* _Aufgabe 1_
Beantworte anhand des Laufberichts die folgenden Fragen:
(a) Was war statt der Armlinge im Gepäck?
(b) Welche besonderen Kuchensorten gab es an den Verpflegungspunkten?
(c) Wie veränderte sich das Wetter nach dem Überschreiten der 1.000 Meter-Marke?
* _Aufgabe 2_
Greif den Laufbericht nach seinem letzten Satz auf und schreib ihn weiter.

* _Textauszug_
____________
Statt meiner Armlinge hatte ich dummerweise ein zweites Paar
Wadenkompressionsteile dabei. Macht nichts, es ist ja brüllend heiß. Wer braucht
da schon Armlinge?
Irgendwann wurde es dann kühler, noch vor dem ersten
Verpflegungspunkt. Aber den Windbreaker herausholen und anziehen wollte ich
nicht. Kostet ja Zeit und macht ein schlechtes Karma. Wir Männer leiden da
lieber.
Der erste Verpflegungspunkt war wie die nachfolgenden auch,
liebevoll bestückt. Liebevoll bezogen auf die Menschen, die sich um uns
kümmerten, bezogen aber auch auf das, was da angeboten wurde. Das Übliche,
natürlich. Dazu aber PowerBar Riegel und Kuchen, ganz besonderen Kuchen. Veganen
Kuchen gab es und glutenfreien Kuchen – das habe ich ja so noch nie erlebt. Das
Paradies muss tatsächlich im Lamer Winkel sein. Für Trailrunner, aber auch für
Vegetarier und Veganer. An dieser Stelle ein ganz herzliches DANKESCHÖN an die
Veranstalter, dass sie sich um uns so viele Gedanken gemacht haben.
Als wir die 1.000 Meter-Marke überschritten wurde es noch kälter und neblig. Der
Regen setzte ein und ich vermisste meine geliebten Armlinge, die Dreiviertelhose
aber begann ich langsam zu lieben. Nur anhalten und den Windbreaker anziehen,
das wollte ich noch immer nicht. Du weißt ja, wegen dem Karma und so.
____________
* _Einträge_

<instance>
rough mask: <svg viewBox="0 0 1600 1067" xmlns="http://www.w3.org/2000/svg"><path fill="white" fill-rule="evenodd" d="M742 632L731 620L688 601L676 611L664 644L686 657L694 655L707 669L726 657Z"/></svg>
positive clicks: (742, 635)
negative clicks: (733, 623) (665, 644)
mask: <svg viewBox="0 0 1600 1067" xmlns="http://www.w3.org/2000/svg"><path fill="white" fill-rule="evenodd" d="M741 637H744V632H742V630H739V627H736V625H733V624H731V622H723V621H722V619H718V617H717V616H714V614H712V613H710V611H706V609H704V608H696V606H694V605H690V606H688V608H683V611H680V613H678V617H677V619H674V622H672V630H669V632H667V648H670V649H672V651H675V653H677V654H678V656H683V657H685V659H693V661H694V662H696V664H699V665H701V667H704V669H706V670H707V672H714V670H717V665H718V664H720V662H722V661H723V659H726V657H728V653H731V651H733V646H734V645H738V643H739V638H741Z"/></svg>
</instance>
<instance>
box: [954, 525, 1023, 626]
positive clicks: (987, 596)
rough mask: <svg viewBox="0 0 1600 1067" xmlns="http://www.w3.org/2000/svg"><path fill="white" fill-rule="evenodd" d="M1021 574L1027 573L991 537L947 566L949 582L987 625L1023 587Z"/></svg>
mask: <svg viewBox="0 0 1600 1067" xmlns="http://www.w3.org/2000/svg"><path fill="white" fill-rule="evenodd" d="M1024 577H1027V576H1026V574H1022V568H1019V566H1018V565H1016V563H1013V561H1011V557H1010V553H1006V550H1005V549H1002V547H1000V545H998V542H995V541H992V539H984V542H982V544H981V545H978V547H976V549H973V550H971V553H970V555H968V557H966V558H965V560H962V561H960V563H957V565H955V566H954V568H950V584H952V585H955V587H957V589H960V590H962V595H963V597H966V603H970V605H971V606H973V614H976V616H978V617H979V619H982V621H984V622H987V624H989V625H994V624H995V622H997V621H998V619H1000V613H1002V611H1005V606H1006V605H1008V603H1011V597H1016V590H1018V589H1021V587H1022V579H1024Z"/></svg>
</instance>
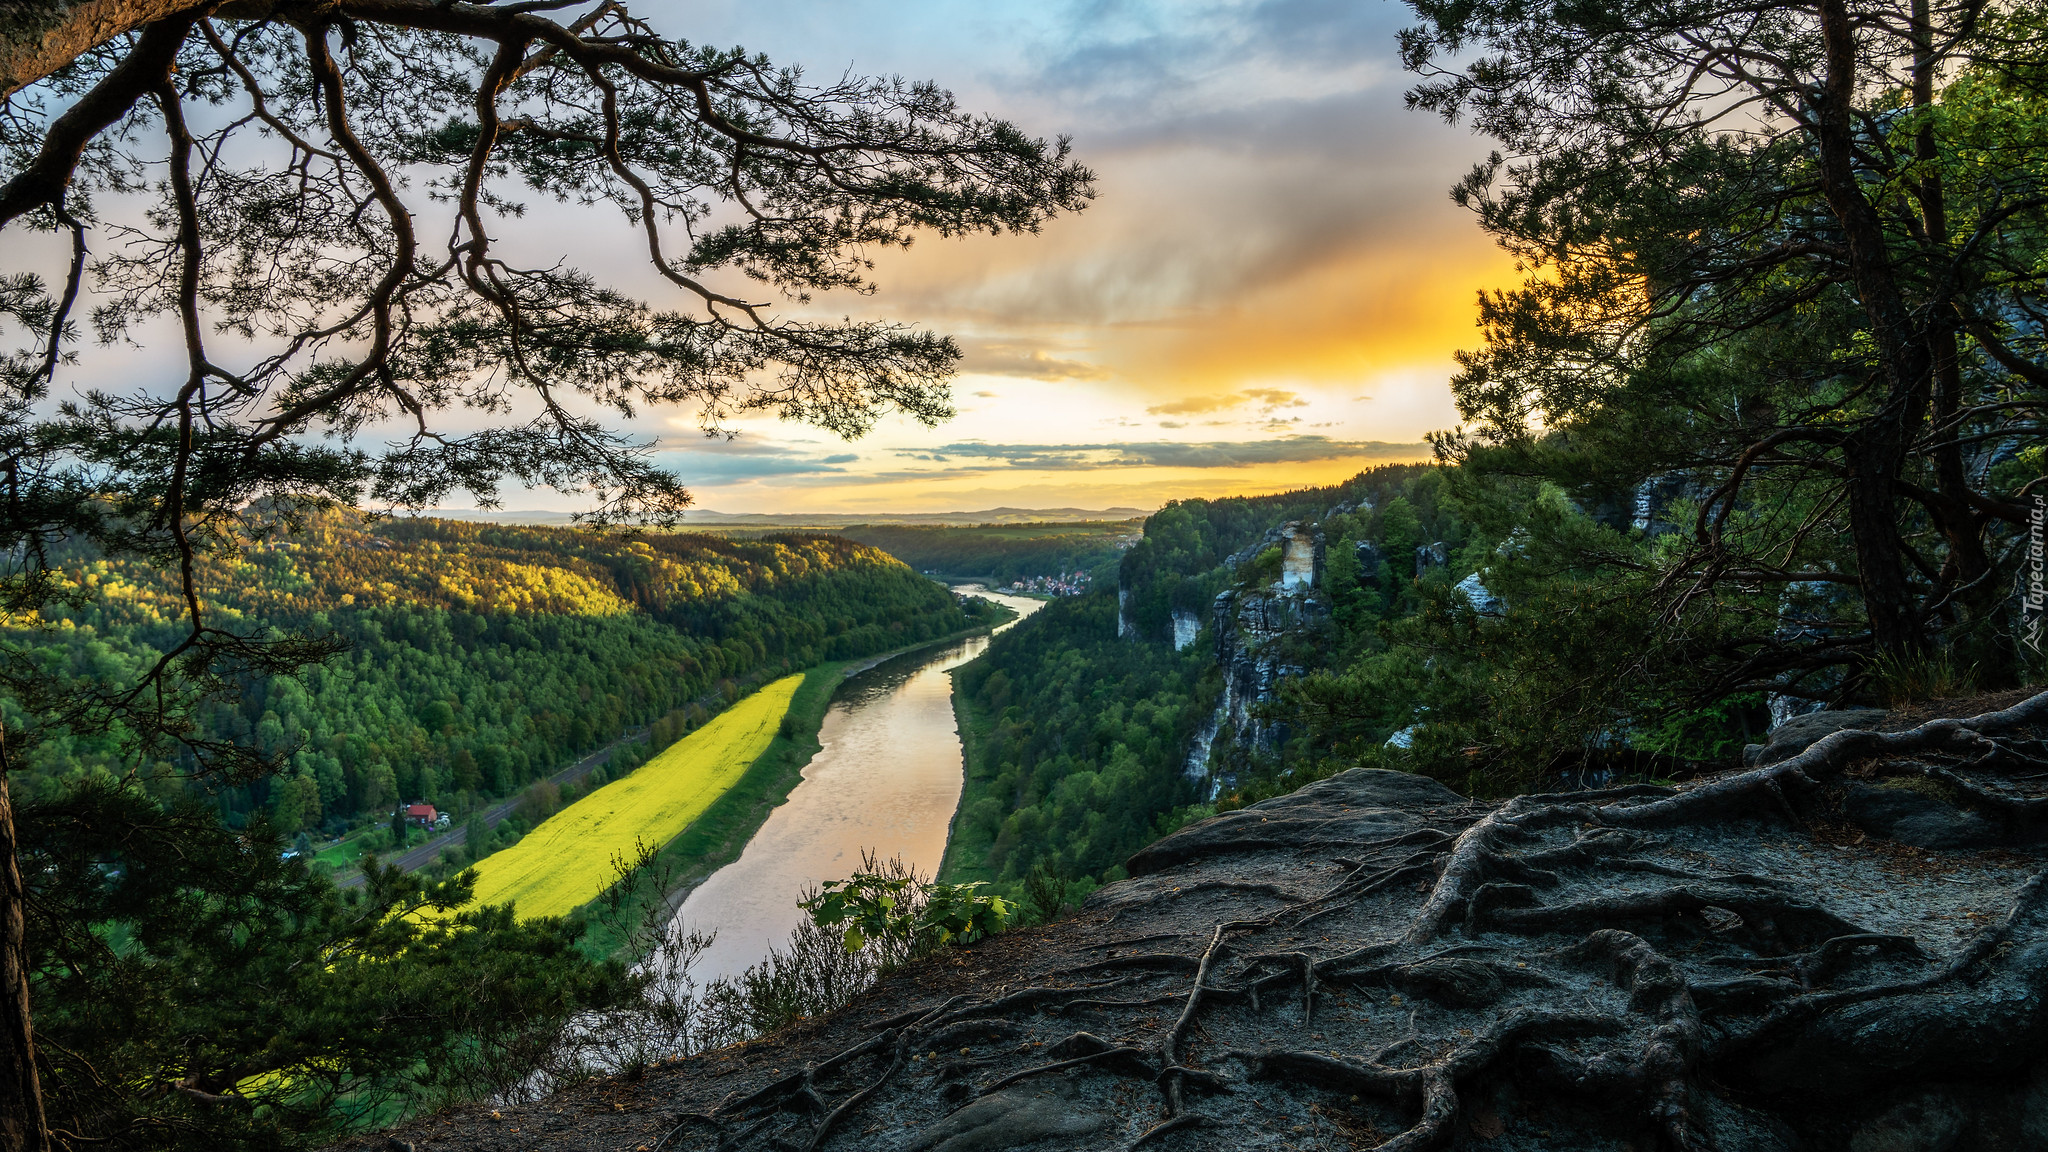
____________
* _Ergebnis 1_
(a) Ein zweites Paar Wadenkompressionsteile.
(b) Veganen und glutenfreien Kuchen.
(c) Es wurde noch kälter und neblig, und Regen setzte ein.

* _Ergebnis 2_
Heftiger Wind kam auf, der Regen wurde immer stärker und dann
begann es sogar zu hageln. Das mit dem schlechten Karma war mir nun egal, der
Windbreaker sollte mich retten, aber das Fehlen von Handschuhen gab in dieser
Phase des Laufs sicherlich Abzüge in der B-Note. Ich fror, ich zitterte und ich
dachte ans Aufhören. Wir waren gerade mal auf dem Weg auf den ersten Berg.
Mindestens noch vier Stunden zu gehen, noch vier Stunden zu frieren?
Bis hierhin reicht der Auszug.